Point annotation dataset records:
━━━━━━

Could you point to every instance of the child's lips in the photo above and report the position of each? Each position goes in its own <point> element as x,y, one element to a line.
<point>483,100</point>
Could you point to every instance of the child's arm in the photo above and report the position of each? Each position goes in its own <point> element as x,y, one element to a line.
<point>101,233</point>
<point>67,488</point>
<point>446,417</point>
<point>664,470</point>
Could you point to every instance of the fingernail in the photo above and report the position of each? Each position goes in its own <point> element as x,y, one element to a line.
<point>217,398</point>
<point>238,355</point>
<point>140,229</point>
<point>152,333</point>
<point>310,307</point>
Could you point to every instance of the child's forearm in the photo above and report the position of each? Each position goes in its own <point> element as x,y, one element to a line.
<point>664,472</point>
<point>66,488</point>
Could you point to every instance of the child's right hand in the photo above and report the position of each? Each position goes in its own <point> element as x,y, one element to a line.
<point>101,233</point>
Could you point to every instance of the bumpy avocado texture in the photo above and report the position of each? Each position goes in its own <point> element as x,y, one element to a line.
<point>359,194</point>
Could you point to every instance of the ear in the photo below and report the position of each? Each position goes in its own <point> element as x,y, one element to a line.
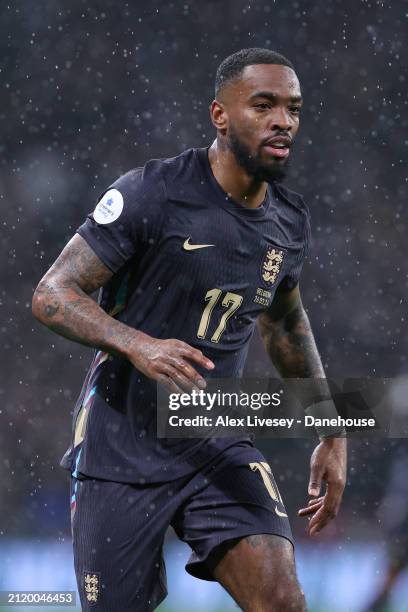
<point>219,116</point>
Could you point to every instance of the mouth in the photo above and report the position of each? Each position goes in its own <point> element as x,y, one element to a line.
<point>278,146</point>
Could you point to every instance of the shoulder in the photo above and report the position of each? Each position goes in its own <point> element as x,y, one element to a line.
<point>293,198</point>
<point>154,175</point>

━━━━━━

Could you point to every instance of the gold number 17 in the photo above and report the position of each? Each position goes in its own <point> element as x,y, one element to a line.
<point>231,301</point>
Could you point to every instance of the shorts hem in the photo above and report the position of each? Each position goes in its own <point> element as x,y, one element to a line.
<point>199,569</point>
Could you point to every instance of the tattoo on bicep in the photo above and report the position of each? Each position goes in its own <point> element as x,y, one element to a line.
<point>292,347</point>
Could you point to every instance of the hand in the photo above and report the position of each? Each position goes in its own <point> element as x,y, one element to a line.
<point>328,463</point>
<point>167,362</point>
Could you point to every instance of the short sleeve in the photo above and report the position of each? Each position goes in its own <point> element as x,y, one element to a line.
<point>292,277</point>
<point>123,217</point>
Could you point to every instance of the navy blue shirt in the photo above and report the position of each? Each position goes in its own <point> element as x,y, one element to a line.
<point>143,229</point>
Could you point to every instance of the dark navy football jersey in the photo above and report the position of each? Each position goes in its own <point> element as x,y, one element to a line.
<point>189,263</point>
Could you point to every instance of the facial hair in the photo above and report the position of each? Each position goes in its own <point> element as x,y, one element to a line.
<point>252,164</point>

━━━━━━

(WORK TO DO):
Rewrite the rows starting with the line containing "Could you point to every instance of the mouth" and going on through the line containing "<point>154,175</point>", switching "shoulder" to "elbow" and leaving everything else unchanged.

(IN RESPONSE):
Could you point to every instance of the mouth in the photo above and report the position of each? Each position goes in its own <point> element as x,y, one element to a line.
<point>278,146</point>
Could you point to every instance of the elbow in the photo above and report the position of each? Each position goes in its own <point> element as x,y, one element to a line.
<point>293,198</point>
<point>154,175</point>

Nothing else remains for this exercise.